=== What this task involves ===
Using the entries that follow, collect the lines where the word "positive" appears.

=== The input ===
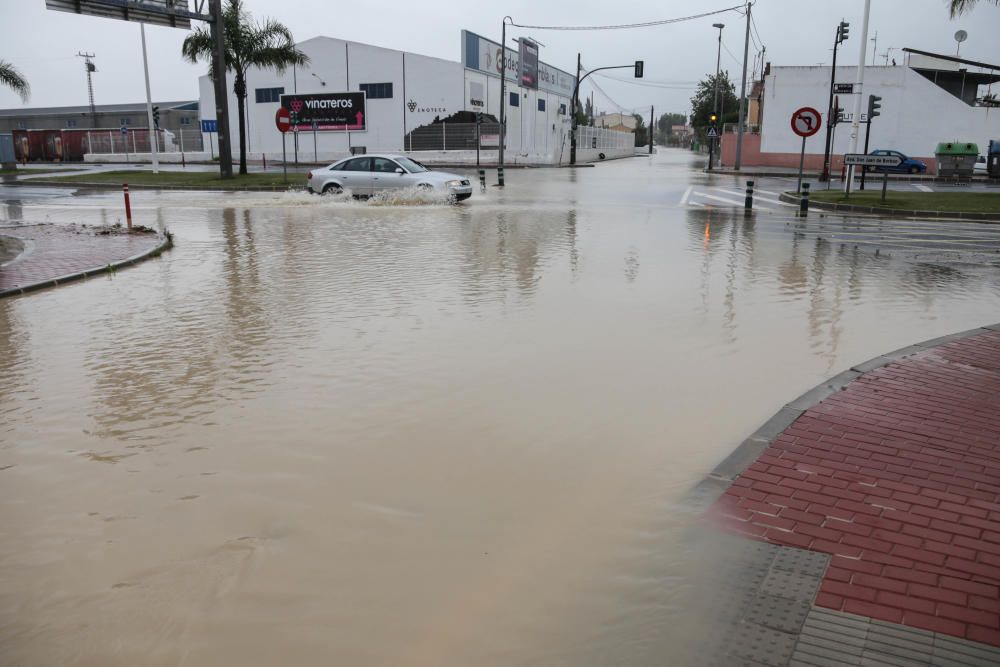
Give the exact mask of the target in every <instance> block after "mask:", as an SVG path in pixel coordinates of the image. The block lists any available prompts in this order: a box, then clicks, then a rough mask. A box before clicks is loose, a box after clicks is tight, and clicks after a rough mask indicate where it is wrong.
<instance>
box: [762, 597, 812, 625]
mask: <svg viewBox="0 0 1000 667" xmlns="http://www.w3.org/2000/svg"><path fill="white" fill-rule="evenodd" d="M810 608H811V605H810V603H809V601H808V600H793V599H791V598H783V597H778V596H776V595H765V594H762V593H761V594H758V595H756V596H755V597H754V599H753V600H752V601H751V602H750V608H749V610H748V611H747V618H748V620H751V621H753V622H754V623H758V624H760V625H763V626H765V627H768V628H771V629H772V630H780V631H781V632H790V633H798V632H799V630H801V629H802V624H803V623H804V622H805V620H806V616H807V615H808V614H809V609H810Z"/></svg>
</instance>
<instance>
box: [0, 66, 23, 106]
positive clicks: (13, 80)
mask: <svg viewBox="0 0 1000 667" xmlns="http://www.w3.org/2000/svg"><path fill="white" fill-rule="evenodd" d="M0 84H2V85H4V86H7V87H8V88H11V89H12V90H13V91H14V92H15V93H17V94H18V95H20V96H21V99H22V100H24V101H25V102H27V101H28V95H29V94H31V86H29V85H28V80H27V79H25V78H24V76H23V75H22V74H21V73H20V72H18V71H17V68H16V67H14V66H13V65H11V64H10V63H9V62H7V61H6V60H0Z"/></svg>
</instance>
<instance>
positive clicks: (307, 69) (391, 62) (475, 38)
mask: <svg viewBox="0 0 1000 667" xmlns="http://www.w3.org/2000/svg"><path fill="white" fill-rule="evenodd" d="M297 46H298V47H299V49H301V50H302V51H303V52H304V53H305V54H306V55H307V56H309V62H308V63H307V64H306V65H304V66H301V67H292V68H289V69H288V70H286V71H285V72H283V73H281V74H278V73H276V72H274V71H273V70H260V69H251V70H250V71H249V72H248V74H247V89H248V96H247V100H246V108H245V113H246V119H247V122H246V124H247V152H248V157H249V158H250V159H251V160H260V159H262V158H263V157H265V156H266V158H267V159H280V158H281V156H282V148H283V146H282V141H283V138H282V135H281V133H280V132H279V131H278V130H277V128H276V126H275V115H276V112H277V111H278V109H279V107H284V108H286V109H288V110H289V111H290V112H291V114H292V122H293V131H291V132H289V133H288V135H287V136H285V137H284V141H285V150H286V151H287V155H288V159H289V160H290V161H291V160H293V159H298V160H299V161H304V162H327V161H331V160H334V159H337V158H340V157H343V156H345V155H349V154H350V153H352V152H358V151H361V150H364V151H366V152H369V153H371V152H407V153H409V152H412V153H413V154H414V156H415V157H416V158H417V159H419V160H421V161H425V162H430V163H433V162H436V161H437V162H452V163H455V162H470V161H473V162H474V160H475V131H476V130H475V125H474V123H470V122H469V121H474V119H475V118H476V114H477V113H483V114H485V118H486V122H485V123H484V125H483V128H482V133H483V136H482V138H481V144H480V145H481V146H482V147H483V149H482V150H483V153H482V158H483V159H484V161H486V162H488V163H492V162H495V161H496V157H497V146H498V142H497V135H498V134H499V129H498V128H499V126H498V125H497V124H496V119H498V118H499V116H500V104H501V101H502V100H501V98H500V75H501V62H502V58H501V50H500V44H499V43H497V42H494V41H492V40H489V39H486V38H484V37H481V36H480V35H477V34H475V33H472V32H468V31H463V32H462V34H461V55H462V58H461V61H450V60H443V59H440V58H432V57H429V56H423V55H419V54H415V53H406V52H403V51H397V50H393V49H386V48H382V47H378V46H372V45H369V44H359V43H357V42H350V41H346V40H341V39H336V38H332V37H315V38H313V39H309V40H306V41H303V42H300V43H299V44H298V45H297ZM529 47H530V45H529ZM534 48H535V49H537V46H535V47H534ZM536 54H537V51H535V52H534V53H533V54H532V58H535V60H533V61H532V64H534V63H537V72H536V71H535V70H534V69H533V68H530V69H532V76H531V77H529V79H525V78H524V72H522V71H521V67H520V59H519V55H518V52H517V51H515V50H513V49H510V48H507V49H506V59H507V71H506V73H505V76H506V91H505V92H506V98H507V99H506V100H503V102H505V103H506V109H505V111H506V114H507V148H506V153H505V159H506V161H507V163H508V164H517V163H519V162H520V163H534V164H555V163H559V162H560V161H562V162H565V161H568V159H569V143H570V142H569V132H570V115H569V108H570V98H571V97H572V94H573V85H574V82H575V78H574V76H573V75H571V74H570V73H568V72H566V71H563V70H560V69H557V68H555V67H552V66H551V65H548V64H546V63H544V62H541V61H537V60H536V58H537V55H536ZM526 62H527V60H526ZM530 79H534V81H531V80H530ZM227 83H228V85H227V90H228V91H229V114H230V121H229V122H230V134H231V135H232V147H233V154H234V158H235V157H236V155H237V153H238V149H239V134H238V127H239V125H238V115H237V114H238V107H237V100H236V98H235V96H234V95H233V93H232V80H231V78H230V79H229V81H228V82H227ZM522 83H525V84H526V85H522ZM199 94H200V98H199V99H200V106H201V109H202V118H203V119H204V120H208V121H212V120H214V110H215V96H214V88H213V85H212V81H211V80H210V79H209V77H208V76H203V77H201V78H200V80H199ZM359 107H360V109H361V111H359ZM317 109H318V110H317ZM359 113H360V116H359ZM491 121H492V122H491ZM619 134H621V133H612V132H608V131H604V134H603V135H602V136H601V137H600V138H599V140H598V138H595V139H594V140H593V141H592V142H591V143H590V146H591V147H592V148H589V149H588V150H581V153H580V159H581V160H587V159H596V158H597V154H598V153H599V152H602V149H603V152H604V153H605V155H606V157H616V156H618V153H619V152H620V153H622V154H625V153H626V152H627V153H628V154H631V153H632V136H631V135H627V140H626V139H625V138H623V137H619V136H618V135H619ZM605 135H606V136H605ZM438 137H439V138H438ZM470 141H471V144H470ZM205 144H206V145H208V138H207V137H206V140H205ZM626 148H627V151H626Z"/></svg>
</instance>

=== Result ===
positive clicks: (13, 80)
positive clicks: (307, 69) (391, 62) (475, 38)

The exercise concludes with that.